- TESTO ESTRATTO:

Al di là d dei molti anni passati dalla sua introduzione, Isobus resta un progetto in costante evoluzione e che come tale necessita di momenti di riflessione, confronto e messa a punto. Per esempio, l’interconnessione tra marchi diversi, che dovrebbe essere un fatto ormai acquisito, non è detto che avvenga sempre al primo colpo e senza intralci. La ragione? Talvolta, non la conoscono nemmeno gli esperti della materia, poiché il protocollo Isobus, arricchendosi mese dopo mese di nuove funzioni, sta diventando un sistema complesso e in tanta complessità è sufficiente un codice non interpretato, un’informazione scritta in modo diverso (lato attrezzo o lato trattore, dunque le possibilità di errore raddoppiano) per creare problemi. Con l’aggravante che, a differenza del guasto meccanico, andare a scoprire dov’è l’inciampo in un software che non risponde come dovrebbe non è cosa semplice.

- OBIETTIVO INDICATO: Puoi scrivere il seguito del testo sul protocollo Isobus, riprendendo subito dopo la sua ultima frase? Le voci qui sotto sono materiale separato dal testo.

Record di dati
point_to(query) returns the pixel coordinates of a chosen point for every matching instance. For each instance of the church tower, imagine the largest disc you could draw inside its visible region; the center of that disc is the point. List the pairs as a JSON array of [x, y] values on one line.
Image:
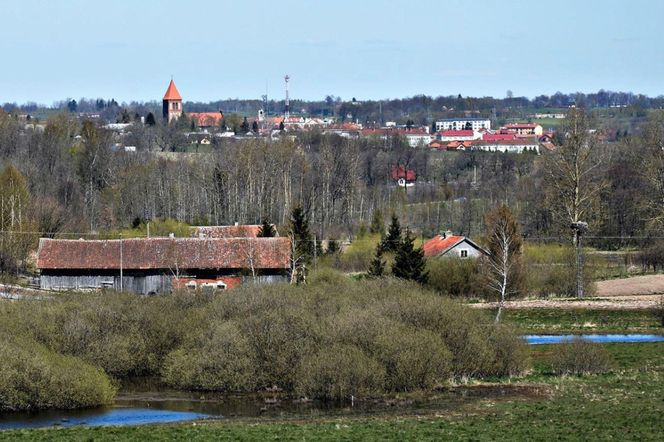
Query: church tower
[[172, 103]]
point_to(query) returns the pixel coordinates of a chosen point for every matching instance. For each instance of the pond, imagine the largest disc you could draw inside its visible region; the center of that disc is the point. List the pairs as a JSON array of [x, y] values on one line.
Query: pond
[[151, 403], [95, 417], [600, 339]]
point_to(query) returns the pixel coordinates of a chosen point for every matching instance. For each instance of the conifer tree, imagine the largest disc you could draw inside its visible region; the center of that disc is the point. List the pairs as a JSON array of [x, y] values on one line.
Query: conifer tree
[[302, 243], [377, 266], [266, 230], [409, 262], [377, 223], [391, 242]]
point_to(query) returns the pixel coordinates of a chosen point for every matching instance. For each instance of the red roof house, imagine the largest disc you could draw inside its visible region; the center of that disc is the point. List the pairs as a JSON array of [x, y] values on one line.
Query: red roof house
[[449, 245]]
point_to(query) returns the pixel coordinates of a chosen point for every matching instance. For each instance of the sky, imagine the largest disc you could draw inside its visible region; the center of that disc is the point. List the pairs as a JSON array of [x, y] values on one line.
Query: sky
[[369, 49]]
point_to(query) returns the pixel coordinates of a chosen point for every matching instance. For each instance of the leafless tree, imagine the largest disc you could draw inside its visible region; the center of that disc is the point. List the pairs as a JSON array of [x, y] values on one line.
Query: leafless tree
[[574, 182], [503, 265]]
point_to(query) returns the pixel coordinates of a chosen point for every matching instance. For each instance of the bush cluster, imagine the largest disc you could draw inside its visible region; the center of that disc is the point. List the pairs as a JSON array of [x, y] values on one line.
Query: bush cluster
[[331, 339], [456, 277], [33, 377]]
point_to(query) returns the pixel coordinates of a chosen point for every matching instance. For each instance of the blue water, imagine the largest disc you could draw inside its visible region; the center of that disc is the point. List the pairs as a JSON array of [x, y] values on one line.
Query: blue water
[[97, 418], [600, 339]]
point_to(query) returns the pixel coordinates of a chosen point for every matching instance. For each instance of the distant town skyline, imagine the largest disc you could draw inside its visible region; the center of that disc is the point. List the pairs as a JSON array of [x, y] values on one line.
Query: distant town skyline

- RISPOSTA ESERCIZIO:
Un punto d’incontro
Per fortuna esistono strutture che si preoccupano proprio di questo, ovvero di armonizzare, migliorare e implementare costantemente il protocollo Isobus, rendendolo uno standard davvero universale. A livello europeo, l’ente che si è incaricato di questo compito è Aef (Agricoltural Electronic Foundation), una fondazione che ha la sua controparte italiana in Rei (Reggio Emilia Innovazione), organismo che gestisce il Laboratorio Certificazione Isobus, uno dei cinque esistenti, a livello mondiale, per la validazione di attrezzature e terminali secondo i principi di Aef. In buona sostanza, un sistema Isobus testato e certificato nel laboratorio emiliano dovrebbe dare la massima garanzia di buon funzionamento e di dialogo senza intoppi con tutti i sistemi certificati Aef, italiani, europei o mondiali. Questo perché detti dispositivi soddisfano alcuni requisiti che Aef ha individuato come essenziali affinché la connessione tra macchine avvenga con il semplice inserimento della spina nell’apposita presa. In sostanza, è una sorta di Isobus molto ben dettagliato, laddove lo standard Isobus puro e semplice lascia una certa libertà interpretativa ai vari costruttori che, in passato, ne hanno proposto versioni leggermente rimaneggiate, e per questo proprietarie, non sempre adatte a dialogare con tutti i dispositivi presenti sul mercato.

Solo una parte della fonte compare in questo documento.